■ **EXERCISE MATERIALS**
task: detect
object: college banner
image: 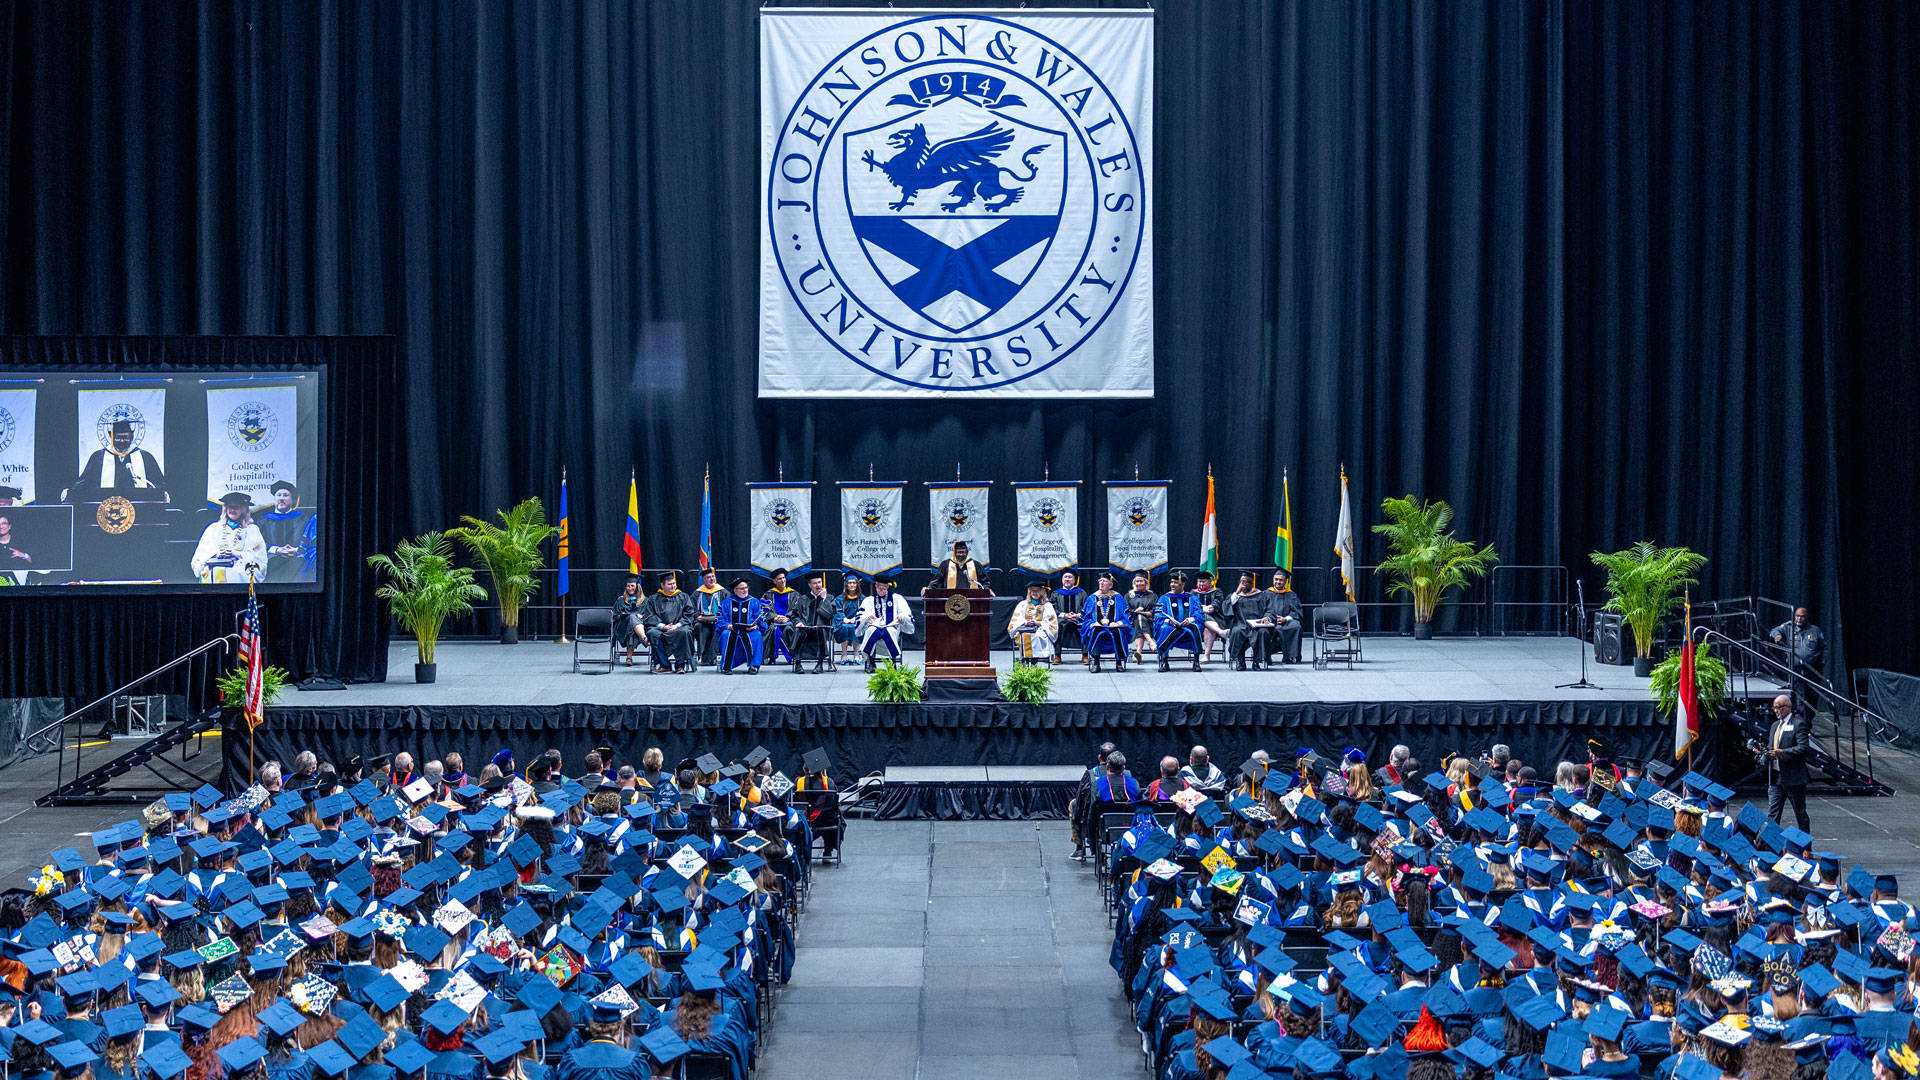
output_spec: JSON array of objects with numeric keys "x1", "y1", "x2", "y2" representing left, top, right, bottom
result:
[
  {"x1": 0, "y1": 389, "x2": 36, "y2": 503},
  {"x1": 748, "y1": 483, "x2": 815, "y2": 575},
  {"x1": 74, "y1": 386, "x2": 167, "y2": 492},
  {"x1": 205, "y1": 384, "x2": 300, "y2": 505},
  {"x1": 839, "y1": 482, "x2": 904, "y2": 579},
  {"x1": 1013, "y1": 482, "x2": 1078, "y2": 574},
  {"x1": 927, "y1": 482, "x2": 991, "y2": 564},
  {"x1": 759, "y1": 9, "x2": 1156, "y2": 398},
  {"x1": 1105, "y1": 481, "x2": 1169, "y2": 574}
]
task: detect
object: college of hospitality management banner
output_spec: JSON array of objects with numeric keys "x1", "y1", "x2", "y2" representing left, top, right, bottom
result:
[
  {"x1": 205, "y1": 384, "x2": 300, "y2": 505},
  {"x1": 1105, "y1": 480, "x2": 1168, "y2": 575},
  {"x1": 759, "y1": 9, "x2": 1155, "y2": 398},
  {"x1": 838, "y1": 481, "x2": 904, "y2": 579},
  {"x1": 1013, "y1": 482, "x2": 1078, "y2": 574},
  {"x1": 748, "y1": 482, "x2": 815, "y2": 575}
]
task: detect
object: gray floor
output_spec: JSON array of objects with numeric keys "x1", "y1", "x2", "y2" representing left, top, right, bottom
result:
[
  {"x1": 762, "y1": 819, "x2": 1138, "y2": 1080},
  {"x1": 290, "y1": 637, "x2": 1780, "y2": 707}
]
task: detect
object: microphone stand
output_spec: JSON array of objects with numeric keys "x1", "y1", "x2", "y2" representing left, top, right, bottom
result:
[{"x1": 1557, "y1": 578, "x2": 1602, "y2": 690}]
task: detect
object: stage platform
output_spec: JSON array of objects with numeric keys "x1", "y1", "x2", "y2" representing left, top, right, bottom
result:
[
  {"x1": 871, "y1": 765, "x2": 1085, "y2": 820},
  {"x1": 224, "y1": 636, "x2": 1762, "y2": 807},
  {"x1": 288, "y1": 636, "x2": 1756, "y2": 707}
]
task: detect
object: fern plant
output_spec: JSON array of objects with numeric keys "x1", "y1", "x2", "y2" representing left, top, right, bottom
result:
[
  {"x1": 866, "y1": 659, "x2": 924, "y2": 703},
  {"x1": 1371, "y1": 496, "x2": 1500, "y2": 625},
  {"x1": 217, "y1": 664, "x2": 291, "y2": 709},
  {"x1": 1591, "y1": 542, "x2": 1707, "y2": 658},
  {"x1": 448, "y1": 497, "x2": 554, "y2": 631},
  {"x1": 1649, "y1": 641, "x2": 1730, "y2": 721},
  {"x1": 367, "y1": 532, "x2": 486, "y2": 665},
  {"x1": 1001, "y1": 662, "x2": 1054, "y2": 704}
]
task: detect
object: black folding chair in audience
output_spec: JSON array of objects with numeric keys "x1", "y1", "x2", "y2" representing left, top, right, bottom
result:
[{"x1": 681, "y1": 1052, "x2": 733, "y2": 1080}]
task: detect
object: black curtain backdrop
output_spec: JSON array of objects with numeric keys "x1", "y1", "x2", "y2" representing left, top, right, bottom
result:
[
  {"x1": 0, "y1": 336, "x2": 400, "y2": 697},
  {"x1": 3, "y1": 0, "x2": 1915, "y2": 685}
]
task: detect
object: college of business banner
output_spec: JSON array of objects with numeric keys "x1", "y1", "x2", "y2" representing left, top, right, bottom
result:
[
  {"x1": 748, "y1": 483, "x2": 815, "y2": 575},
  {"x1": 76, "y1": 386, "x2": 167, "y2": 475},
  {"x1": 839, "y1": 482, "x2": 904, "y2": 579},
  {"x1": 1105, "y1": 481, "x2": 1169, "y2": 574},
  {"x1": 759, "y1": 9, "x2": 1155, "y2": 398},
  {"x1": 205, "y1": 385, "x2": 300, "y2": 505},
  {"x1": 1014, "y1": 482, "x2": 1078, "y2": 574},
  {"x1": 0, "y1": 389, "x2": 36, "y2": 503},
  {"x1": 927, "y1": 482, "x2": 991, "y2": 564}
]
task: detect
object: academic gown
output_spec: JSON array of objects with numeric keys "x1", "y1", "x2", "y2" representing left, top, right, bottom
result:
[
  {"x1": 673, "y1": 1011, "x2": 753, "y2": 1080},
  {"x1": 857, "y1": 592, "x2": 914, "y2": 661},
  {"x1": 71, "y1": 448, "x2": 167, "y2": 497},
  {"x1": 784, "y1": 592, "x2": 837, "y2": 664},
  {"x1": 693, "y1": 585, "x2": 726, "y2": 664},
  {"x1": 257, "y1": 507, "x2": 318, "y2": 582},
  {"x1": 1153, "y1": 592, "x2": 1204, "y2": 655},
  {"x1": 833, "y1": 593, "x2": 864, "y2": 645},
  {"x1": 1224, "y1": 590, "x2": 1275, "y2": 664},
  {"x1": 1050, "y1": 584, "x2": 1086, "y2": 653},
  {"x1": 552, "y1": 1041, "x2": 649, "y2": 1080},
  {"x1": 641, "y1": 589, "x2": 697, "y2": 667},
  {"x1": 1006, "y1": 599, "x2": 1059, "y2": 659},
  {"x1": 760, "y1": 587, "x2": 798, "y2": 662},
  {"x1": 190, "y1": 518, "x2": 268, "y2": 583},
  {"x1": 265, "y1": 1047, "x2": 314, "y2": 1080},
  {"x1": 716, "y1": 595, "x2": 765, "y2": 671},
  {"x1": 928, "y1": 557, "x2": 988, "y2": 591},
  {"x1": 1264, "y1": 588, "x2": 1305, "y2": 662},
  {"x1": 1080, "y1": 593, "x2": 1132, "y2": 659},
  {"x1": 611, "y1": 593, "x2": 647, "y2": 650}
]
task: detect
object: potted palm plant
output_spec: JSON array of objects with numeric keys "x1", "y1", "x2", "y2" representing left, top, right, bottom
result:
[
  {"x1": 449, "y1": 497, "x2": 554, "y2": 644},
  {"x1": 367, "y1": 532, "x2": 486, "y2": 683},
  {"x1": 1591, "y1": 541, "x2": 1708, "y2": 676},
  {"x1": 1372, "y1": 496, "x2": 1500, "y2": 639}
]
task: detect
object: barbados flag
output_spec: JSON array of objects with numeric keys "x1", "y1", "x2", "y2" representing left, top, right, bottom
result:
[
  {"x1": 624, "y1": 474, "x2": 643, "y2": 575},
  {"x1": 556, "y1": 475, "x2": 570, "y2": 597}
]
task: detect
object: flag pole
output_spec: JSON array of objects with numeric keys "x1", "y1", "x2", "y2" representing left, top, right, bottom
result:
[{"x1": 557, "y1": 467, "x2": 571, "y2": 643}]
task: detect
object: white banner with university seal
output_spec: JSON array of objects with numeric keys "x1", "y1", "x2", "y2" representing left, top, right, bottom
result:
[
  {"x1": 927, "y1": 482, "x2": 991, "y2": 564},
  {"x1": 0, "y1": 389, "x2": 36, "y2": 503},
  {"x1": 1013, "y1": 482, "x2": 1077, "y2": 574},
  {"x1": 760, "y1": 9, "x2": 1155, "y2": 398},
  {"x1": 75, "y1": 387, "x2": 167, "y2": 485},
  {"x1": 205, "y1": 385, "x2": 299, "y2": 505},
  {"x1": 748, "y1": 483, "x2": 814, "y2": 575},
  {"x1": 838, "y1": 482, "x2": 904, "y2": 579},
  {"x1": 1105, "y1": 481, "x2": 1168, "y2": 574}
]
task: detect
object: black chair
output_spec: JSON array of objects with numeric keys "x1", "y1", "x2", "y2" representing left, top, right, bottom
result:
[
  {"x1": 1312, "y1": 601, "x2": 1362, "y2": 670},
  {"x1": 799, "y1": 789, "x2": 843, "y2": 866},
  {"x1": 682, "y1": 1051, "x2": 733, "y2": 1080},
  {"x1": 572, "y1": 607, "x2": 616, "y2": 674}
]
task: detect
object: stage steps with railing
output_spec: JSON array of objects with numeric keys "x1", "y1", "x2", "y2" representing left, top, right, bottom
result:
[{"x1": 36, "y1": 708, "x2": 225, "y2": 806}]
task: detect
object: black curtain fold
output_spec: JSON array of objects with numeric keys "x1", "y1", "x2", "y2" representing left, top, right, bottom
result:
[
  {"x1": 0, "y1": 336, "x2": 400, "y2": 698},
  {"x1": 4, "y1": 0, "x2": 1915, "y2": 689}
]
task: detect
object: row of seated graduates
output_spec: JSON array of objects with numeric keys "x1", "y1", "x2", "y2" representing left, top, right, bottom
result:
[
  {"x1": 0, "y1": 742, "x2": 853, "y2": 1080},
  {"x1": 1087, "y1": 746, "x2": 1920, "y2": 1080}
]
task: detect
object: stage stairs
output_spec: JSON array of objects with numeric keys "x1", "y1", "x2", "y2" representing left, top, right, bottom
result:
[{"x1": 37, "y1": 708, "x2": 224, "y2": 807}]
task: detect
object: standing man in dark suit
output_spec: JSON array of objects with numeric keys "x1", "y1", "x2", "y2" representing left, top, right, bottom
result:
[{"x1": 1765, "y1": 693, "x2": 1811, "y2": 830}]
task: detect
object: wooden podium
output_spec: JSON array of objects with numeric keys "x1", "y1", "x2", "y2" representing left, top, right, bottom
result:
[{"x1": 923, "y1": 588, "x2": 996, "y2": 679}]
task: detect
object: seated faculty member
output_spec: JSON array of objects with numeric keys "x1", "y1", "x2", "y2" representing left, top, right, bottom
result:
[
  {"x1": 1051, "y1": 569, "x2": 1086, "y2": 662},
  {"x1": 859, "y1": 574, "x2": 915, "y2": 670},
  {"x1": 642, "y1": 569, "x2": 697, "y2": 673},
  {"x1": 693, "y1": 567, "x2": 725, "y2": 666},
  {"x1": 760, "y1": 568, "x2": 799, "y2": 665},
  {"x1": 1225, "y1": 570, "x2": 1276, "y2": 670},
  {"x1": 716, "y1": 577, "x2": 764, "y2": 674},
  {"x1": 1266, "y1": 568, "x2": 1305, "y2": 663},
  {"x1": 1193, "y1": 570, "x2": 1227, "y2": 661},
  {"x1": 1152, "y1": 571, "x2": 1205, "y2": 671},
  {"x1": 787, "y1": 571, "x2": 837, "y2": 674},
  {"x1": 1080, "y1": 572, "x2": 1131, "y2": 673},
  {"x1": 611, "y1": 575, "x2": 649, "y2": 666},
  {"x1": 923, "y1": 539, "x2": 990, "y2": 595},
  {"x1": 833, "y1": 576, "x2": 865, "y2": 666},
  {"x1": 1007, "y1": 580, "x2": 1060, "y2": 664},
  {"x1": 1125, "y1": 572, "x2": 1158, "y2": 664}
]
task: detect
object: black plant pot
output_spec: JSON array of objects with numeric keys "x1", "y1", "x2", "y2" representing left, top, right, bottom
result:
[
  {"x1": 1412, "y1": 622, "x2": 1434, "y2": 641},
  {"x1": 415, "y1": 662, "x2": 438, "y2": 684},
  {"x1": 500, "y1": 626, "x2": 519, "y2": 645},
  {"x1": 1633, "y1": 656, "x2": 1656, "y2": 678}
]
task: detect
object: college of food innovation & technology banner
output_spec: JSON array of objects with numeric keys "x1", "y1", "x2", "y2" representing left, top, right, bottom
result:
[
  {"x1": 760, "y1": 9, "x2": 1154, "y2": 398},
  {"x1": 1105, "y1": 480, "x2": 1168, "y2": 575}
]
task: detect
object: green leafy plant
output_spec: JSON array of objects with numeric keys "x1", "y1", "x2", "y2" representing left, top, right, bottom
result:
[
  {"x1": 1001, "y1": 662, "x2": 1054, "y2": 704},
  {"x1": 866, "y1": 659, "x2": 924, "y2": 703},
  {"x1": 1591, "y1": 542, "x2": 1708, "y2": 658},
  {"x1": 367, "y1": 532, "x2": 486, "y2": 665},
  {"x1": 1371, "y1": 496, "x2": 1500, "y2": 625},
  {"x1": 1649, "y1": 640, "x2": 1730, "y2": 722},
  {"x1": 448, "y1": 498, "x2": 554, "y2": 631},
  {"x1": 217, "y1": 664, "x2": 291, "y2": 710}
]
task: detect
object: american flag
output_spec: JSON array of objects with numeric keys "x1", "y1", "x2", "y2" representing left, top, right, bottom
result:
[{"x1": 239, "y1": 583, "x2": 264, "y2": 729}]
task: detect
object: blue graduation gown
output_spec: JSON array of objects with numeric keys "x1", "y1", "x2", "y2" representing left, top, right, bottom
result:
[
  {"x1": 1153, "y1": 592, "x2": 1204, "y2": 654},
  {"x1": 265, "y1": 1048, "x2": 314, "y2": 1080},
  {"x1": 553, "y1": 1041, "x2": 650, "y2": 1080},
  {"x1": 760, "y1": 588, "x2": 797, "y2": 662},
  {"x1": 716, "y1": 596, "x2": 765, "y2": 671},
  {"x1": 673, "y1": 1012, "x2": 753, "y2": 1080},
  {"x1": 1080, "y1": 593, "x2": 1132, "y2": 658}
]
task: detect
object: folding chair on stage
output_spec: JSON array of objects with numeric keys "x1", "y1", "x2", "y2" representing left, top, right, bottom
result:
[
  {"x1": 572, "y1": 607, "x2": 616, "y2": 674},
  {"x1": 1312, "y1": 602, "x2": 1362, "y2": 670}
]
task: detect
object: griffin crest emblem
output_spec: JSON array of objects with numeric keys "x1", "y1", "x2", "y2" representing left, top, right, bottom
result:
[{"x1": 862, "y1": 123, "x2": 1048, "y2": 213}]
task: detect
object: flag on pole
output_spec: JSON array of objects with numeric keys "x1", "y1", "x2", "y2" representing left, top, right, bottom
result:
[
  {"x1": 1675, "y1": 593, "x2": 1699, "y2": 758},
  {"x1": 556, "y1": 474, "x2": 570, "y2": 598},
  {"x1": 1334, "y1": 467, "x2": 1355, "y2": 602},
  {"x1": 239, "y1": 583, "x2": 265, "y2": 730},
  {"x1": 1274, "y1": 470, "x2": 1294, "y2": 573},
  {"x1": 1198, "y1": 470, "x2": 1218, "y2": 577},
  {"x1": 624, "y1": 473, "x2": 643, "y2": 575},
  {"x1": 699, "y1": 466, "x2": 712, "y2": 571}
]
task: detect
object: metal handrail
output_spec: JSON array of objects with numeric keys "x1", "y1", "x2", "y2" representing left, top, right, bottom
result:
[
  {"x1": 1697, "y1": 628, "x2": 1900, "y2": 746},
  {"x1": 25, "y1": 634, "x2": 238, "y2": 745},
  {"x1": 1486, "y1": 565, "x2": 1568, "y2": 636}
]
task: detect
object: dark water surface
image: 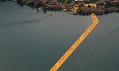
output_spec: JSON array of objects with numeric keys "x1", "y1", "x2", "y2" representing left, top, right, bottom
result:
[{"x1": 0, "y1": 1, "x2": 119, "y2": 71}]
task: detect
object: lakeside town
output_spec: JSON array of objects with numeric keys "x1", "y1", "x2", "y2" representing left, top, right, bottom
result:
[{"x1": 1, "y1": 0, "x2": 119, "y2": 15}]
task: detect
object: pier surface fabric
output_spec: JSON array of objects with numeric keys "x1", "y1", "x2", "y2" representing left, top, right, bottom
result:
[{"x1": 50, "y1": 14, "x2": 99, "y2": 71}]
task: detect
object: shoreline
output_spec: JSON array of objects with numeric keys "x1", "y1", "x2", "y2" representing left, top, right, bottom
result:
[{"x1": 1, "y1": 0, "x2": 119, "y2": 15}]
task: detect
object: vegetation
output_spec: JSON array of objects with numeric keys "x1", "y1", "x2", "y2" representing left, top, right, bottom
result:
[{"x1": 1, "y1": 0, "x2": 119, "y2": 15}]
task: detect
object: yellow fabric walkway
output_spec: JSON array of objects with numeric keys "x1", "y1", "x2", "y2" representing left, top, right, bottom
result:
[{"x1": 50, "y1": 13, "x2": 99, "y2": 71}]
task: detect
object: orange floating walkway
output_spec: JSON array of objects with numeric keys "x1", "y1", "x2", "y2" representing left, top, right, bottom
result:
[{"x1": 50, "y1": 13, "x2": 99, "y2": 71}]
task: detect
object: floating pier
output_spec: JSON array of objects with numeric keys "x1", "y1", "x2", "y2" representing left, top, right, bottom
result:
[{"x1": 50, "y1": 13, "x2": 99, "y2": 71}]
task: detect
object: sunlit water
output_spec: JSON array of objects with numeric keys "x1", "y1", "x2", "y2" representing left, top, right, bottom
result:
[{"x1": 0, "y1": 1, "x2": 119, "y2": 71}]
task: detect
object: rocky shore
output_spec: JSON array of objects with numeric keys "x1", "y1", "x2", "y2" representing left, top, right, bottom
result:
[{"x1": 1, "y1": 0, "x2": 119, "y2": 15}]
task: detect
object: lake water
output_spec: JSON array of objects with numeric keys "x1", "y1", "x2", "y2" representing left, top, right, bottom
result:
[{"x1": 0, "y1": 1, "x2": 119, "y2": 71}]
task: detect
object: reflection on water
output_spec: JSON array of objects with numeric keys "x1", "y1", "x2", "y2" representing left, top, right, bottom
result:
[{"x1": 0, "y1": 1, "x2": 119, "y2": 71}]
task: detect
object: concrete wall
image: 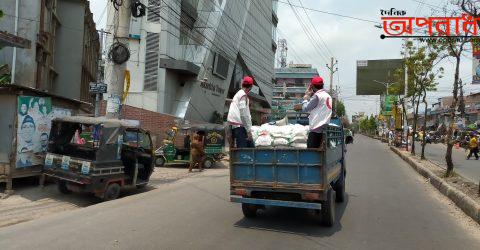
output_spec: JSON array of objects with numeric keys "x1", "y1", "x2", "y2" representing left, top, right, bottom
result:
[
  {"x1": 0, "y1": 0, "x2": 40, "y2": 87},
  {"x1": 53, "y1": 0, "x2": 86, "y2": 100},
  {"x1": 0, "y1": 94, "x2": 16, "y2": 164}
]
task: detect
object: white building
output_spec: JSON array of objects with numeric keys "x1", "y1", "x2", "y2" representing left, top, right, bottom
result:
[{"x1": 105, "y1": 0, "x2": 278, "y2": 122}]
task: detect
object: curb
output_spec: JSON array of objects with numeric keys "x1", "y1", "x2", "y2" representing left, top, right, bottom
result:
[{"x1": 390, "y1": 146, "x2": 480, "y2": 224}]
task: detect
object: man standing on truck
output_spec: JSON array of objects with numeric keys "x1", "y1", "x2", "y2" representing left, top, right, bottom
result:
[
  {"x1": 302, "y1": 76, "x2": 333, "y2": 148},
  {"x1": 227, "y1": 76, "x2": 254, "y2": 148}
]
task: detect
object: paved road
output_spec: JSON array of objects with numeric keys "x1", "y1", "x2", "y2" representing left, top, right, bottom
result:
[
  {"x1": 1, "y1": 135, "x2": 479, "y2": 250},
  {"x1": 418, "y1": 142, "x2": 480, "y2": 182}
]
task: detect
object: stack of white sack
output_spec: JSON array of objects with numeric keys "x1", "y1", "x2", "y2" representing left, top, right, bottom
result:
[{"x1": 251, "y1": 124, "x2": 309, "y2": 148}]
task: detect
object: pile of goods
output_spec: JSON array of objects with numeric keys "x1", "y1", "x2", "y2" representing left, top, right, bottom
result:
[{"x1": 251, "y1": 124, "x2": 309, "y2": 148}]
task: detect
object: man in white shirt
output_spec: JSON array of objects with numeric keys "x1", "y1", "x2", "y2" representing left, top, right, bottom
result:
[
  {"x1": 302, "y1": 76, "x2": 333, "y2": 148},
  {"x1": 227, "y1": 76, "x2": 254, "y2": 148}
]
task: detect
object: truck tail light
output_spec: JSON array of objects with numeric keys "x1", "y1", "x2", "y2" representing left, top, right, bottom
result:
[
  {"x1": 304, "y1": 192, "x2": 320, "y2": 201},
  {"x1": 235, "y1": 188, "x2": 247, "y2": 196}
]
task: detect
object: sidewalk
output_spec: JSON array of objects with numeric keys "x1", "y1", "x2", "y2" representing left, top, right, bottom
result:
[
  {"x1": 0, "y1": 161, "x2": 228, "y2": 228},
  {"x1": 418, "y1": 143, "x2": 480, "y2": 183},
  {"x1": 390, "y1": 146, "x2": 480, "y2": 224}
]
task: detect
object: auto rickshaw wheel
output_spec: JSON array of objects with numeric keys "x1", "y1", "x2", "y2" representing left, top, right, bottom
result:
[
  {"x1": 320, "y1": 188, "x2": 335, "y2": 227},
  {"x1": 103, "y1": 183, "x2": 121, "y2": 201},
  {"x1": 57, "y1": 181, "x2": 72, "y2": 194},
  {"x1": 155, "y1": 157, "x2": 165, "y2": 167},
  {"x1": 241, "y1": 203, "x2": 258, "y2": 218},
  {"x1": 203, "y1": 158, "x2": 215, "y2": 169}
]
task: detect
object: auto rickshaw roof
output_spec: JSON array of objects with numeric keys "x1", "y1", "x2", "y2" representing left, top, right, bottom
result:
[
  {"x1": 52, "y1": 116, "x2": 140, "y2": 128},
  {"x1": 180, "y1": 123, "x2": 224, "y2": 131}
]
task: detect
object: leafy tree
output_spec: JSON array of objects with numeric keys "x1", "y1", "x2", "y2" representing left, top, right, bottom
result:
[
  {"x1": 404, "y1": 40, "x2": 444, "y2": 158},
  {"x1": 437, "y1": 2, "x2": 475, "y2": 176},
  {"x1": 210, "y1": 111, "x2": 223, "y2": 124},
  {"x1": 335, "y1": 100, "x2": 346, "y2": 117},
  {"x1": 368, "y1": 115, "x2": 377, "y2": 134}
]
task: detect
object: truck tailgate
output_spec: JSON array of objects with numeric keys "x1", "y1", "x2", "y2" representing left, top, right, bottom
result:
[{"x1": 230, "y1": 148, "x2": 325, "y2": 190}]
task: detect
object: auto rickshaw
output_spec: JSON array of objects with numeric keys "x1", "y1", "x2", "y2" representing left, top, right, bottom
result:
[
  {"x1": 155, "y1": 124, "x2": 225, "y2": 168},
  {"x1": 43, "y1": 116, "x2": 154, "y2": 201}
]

■ **WHAT THE TASK ASKS**
Return the lines containing "standing", taking each one from the listing.

■ **ANSWER SPACE**
object: standing man in dark suit
object: man standing on truck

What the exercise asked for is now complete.